WHAT IS EXPECTED. How many lines of the records hold the string "each"? Reply with the number alone.

Stored data.

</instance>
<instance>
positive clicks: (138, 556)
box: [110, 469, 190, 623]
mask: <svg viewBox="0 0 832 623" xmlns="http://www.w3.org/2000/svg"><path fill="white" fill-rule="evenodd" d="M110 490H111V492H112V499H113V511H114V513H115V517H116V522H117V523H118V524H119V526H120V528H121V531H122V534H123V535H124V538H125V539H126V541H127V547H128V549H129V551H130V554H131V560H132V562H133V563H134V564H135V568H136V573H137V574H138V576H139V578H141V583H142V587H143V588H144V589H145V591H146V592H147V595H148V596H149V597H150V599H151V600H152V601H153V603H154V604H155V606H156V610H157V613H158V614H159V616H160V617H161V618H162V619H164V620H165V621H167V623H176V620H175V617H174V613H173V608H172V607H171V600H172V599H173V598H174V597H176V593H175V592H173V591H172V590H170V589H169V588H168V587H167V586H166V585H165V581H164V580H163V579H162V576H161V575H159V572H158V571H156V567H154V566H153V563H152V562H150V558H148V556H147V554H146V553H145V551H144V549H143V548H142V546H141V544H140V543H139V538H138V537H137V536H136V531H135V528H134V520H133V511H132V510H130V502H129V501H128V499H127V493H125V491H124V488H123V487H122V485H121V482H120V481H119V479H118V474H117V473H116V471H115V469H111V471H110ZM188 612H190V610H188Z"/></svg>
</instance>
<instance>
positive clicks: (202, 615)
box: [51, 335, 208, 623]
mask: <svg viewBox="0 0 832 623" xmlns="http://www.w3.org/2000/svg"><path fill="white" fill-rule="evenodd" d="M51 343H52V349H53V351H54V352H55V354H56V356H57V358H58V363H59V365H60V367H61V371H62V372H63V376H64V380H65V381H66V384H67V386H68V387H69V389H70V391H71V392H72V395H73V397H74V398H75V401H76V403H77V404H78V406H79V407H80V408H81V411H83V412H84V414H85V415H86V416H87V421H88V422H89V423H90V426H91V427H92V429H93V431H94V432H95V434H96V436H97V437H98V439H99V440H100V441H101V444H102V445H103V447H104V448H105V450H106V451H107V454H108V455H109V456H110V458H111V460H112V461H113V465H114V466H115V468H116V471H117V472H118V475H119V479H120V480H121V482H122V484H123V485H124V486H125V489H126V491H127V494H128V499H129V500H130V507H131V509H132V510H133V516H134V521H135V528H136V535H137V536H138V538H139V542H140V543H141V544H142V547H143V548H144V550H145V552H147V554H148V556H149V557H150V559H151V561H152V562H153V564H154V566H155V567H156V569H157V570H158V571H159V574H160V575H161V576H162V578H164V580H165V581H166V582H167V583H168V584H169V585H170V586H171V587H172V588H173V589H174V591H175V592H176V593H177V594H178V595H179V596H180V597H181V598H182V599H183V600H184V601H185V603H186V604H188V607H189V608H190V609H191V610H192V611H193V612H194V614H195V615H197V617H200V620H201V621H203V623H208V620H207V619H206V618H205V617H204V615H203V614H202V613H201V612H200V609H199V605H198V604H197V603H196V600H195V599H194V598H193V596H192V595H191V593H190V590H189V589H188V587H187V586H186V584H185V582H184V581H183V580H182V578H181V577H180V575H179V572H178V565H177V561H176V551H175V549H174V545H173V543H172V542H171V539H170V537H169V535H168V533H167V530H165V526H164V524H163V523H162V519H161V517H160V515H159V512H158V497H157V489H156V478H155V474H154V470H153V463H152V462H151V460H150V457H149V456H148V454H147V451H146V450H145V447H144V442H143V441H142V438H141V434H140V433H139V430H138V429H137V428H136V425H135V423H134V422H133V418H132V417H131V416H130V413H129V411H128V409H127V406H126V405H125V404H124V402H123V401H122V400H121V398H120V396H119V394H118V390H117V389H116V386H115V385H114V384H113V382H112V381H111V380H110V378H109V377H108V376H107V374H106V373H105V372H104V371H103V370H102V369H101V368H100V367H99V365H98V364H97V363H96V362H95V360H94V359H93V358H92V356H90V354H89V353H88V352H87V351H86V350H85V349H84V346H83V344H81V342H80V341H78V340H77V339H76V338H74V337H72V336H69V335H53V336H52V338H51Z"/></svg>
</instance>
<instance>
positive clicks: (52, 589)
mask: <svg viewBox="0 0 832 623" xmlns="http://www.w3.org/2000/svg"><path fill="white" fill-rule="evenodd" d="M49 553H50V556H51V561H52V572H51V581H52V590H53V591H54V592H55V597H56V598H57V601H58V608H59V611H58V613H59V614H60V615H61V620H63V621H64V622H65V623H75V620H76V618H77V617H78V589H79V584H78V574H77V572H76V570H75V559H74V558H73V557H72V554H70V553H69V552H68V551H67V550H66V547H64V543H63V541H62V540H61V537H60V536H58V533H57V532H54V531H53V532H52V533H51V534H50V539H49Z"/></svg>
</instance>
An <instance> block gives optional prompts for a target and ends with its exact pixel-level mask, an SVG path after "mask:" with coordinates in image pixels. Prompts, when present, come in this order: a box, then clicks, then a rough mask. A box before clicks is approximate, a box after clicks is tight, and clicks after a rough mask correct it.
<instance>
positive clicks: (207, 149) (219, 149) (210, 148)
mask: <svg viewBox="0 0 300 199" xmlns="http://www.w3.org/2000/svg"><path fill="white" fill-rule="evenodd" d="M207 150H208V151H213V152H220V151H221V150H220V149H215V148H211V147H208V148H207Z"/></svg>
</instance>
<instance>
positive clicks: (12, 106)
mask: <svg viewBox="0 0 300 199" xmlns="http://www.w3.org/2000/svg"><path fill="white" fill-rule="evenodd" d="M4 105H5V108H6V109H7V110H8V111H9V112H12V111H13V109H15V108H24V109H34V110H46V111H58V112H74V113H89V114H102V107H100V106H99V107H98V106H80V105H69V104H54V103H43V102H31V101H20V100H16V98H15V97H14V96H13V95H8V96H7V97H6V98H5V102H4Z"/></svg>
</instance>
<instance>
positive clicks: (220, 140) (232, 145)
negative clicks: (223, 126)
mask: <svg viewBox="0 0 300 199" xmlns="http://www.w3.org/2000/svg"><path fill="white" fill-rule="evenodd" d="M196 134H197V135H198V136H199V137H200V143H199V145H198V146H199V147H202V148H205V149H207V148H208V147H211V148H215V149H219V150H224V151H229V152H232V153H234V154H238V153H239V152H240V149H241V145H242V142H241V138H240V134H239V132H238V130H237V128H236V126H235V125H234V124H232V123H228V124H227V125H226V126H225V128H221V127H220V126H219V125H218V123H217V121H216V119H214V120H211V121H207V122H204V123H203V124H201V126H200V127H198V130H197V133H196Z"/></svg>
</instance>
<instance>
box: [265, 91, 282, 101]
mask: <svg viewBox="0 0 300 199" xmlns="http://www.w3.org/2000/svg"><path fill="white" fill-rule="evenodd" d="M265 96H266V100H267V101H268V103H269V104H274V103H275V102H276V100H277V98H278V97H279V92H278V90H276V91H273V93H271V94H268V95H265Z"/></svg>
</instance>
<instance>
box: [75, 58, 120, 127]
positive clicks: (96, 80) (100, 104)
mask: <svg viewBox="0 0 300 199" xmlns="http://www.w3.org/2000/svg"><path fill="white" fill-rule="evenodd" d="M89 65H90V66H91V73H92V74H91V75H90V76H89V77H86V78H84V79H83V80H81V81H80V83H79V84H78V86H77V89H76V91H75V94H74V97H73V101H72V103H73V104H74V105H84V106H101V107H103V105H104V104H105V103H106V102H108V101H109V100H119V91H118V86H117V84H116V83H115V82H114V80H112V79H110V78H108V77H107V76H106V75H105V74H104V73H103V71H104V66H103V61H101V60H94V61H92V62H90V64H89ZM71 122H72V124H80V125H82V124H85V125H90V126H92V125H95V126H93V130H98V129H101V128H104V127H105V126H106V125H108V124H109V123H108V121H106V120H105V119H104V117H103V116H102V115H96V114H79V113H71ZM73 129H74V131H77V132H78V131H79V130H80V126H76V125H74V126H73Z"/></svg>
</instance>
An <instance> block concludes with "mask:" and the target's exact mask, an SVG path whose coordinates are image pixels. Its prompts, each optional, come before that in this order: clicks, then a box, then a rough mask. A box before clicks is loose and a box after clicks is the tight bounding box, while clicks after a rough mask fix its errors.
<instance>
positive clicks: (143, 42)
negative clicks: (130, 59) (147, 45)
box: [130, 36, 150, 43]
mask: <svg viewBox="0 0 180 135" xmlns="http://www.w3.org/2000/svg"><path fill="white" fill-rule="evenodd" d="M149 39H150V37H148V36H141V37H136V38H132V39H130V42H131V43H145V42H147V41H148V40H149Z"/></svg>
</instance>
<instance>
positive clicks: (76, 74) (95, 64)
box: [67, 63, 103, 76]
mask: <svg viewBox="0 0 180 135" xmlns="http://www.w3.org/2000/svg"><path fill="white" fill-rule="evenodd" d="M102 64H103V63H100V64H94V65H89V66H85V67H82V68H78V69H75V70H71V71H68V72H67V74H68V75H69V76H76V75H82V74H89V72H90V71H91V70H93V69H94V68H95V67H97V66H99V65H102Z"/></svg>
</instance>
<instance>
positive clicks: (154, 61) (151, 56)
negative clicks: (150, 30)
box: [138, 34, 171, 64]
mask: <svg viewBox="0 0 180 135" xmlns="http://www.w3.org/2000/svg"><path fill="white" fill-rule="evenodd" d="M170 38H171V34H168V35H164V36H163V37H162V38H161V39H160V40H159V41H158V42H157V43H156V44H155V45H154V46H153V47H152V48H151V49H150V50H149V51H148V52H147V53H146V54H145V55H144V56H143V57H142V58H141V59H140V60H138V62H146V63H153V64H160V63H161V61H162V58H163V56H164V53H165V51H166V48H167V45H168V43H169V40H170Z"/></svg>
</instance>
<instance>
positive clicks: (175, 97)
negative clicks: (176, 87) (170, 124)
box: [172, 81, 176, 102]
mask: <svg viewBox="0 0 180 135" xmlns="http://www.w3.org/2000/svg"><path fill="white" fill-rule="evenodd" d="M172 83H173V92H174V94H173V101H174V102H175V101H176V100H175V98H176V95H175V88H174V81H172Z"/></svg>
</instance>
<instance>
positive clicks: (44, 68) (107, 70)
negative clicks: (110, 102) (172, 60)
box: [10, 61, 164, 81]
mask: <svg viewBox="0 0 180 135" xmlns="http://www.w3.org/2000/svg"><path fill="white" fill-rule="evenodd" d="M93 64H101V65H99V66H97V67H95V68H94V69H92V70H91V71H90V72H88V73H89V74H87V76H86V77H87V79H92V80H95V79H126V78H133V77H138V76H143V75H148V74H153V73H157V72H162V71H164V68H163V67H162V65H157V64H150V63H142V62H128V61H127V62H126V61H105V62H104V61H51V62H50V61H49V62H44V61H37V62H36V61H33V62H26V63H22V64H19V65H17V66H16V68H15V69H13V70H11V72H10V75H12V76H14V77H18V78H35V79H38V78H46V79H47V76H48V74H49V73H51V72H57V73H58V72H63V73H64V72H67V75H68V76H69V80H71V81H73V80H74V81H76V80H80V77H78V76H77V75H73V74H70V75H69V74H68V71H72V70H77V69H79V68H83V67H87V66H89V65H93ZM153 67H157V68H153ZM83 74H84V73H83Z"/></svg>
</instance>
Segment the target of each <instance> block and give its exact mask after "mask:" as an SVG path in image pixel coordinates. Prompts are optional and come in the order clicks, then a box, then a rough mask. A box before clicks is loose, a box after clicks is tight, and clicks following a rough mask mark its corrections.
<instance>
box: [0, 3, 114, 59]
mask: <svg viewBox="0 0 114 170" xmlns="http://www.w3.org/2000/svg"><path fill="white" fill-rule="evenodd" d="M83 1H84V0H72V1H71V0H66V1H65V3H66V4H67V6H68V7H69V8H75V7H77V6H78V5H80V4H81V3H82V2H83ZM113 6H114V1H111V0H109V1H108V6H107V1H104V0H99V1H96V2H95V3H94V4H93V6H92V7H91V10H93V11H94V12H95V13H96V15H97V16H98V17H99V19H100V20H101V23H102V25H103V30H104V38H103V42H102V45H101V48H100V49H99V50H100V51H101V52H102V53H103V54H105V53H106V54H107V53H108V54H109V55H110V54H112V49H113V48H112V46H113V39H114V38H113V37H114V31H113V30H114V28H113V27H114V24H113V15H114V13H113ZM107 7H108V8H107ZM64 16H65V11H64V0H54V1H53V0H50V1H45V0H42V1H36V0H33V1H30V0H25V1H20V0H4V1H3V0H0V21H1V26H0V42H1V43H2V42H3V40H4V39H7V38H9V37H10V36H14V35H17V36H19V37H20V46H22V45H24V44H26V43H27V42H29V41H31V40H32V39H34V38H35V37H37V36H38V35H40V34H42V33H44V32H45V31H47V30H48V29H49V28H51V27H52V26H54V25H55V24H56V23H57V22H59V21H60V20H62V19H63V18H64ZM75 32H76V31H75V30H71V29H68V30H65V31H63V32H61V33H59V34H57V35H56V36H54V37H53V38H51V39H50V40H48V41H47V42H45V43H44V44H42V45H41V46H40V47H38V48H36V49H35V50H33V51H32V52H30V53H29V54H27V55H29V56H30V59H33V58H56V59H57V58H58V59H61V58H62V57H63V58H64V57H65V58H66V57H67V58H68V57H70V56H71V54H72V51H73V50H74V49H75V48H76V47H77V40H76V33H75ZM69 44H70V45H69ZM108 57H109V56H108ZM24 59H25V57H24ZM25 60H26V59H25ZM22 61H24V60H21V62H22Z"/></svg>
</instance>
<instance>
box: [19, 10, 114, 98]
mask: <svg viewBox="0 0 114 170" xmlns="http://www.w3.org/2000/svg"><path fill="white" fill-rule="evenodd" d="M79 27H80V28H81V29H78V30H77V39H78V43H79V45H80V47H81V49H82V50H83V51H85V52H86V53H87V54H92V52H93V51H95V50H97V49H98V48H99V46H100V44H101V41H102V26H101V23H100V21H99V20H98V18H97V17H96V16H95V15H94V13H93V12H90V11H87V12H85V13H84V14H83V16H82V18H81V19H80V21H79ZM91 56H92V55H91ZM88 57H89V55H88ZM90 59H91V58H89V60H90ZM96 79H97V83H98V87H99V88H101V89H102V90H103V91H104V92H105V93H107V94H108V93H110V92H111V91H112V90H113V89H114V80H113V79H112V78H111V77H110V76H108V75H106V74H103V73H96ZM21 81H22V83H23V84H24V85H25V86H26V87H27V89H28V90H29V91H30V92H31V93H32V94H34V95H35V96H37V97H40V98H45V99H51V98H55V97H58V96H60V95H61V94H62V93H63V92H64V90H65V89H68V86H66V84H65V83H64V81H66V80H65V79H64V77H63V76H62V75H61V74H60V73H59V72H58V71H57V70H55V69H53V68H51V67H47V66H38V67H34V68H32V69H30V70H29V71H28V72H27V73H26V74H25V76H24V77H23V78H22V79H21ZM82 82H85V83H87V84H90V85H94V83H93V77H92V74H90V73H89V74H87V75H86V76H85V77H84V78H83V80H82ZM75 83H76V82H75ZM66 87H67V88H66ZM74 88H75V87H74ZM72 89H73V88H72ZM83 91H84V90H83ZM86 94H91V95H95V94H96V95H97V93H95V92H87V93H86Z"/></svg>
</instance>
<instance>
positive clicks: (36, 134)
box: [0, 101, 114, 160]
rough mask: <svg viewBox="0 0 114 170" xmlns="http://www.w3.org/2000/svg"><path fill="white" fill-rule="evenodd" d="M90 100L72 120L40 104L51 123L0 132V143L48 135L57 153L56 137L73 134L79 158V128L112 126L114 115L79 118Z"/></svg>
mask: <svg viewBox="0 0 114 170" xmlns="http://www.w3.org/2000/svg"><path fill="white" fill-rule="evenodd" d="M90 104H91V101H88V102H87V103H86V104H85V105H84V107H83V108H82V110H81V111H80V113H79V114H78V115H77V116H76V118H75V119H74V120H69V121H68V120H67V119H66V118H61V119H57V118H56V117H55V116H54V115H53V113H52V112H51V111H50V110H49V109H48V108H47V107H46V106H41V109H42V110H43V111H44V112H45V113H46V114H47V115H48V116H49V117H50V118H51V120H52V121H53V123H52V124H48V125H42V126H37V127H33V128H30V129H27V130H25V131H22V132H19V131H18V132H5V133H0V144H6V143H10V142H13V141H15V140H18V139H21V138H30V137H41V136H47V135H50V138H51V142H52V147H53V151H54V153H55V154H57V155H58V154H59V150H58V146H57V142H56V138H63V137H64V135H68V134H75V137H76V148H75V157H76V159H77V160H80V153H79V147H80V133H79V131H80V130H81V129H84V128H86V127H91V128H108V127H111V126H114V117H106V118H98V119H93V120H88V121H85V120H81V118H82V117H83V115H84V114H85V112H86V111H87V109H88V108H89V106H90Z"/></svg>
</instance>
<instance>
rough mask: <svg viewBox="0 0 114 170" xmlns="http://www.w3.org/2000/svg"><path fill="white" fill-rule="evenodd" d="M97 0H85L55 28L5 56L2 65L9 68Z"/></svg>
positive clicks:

OUTPUT FOR THIS TASK. 2